_SELECTED TEXT:_
=====
1up USA is a relatively small company that manufactures their bike racks, as well as cargo carriers, trainers, and rollers, in their Wisconsin headquarters. Unlike the very large majority of tray-stay racks out there that employ a single adjustable arm that cinches down over your bike's front wheel, their Quik Rack makes use of two arms, one at each end, that fold down over each wheel. The arms only contact the tires - there is zero metal-on-metal touching – and the rack folds both up and down to allow access to your trunk.
1up USA sells single-bike (1 1/4'' and 2'') and two-bike (2'' only) racks, as well as add-ons and burly 'Super Duty' models, but it's their standard two-bike, $529 USD Quik Rack that's reviewed below.
Quik Rack Details
• Contact w/ only your bike's tires • Carries two bikes (+2 add-on available) • 2'' hitch bar • Aluminum construction • Expanding wobble-free hitch system • Anti-theft expander bolt • Compatible w/ 16'' to 29'' wheels, up to a 52'' wheelbase • Compatible w/ up to 3.125'' tires • Weight: 48lbs • Made in the U.S.A. • MSRP: $529 USD • www.1up-usa.com
Ratcheting arms close down over both the front and rear wheels.
The arms come down over the wheels, and the coupler squeezes down onto the tires.
Construction and Design
A normal tray-style rack features one adjustable arm that grabs your bike's front tire up against the fork, as well as a wheel strap to hold the back-end on the tray. Sure, some companies do this a bit differently, but Thule, Yakima, Küat, et al. pretty much follow a similar recipe. 1up USA does not, however. Instead, the Quik Rack employs symmetrical arms at the end of the trays that both go down over each wheel. They don't need to be up against, or even close to, your frame or fork, with the support coming from the arms encompassing about half of each wheel.
The arms also have a cross-section coupler that can be repositioned to better fit different wheel sizes, although this does require some tools to do, and a set of snap-on adapters grip pinner road bike tires as well. The rack can carry everything from kids bikes with 16'' wheels to rigs with massive 29+ rubber.
Lift up on this red lever to re-position the arm.
The linkage locks down onto these teeth to hold the arm in place.
A ratcheting linkage is used to re-position each arm and hold it in place, so the Quik Rack's arms actually lock into position whereas the single arms on other tray-style racks are held in place by them ratcheting down onto your bike's tire. To open the arms, you pull up on the anodized red lever that frees each arm to fold out; the bike goes onto the tray, and then both the left and right arms can be lowered down over the wheels (without needing to pull on the release levers) evenly. The arms can't open unless you pull the release lever, but you can cinch them down over the wheels more as required.
1up USA's choice to use two ratcheting arms rather than a single arm per bike, as well as having a slight height differential between the inner and outer trays, allows for one very important fact: you can easily keep multiple bikes from making contact with each other, without needing to lower seats or rotate handlebars or brake levers to prevent one bike from trying to beat the shit out of the one next to it like they're angry siblings strapped into the backseat during a long road trip.
Instead, it's as easy as using the dual arms to have one bike sit a little more to the left or right relative to its neighbor.
=====
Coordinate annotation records
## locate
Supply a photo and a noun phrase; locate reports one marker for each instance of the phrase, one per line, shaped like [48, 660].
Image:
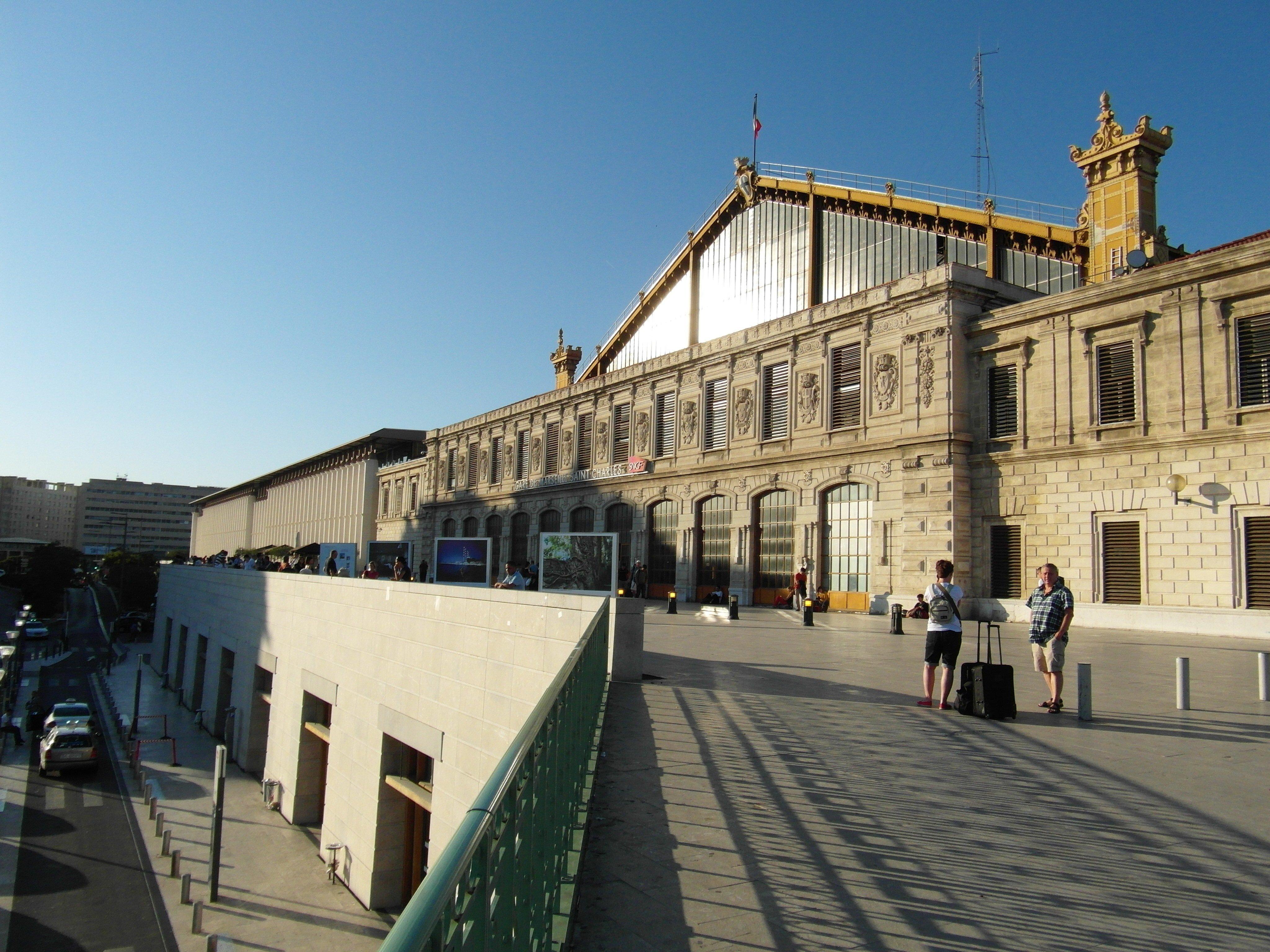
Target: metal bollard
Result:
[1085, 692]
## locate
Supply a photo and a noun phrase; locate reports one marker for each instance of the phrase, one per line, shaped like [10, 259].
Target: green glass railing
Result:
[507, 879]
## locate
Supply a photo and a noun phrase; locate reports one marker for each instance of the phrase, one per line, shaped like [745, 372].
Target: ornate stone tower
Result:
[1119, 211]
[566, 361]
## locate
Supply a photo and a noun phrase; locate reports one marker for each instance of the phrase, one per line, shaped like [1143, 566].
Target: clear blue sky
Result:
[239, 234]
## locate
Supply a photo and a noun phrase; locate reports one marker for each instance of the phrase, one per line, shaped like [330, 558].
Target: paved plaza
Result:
=====
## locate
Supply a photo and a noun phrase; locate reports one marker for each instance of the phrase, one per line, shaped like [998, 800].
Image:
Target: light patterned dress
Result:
=====
_WHAT TO WORK ON:_
(1) In the bike rack review, take the part that opens with the words containing "1up USA sells" and closes with "onto the tires.", and edit it so that "coupler" becomes "clamp".
(2) Shorten the paragraph of the bike rack review that begins "A ratcheting linkage is used" into a brief list that keeps its main facts.
You won't need the records for anything here.

_THE RESPONSES:_
(1)
1up USA sells single-bike (1 1/4'' and 2'') and two-bike (2'' only) racks, as well as add-ons and burly 'Super Duty' models, but it's their standard two-bike, $529 USD Quik Rack that's reviewed below.
Quik Rack Details
• Contact w/ only your bike's tires • Carries two bikes (+2 add-on available) • 2'' hitch bar • Aluminum construction • Expanding wobble-free hitch system • Anti-theft expander bolt • Compatible w/ 16'' to 29'' wheels, up to a 52'' wheelbase • Compatible w/ up to 3.125'' tires • Weight: 48lbs • Made in the U.S.A. • MSRP: $529 USD • www.1up-usa.com
Ratcheting arms close down over both the front and rear wheels.
The arms come down over the wheels, and the clamp squeezes down onto the tires.

(2)
- A ratcheting linkage moves each arm and locks it in place. Other tray-style racks hold their single arm by ratcheting it down onto the tire.
- Pulling up the anodized red lever frees an arm to fold out.
- With the bike on the tray, both arms can be lowered evenly over the wheels without using the release levers.
- The arms stay shut until the release lever is pulled, but they can be cinched tighter as needed.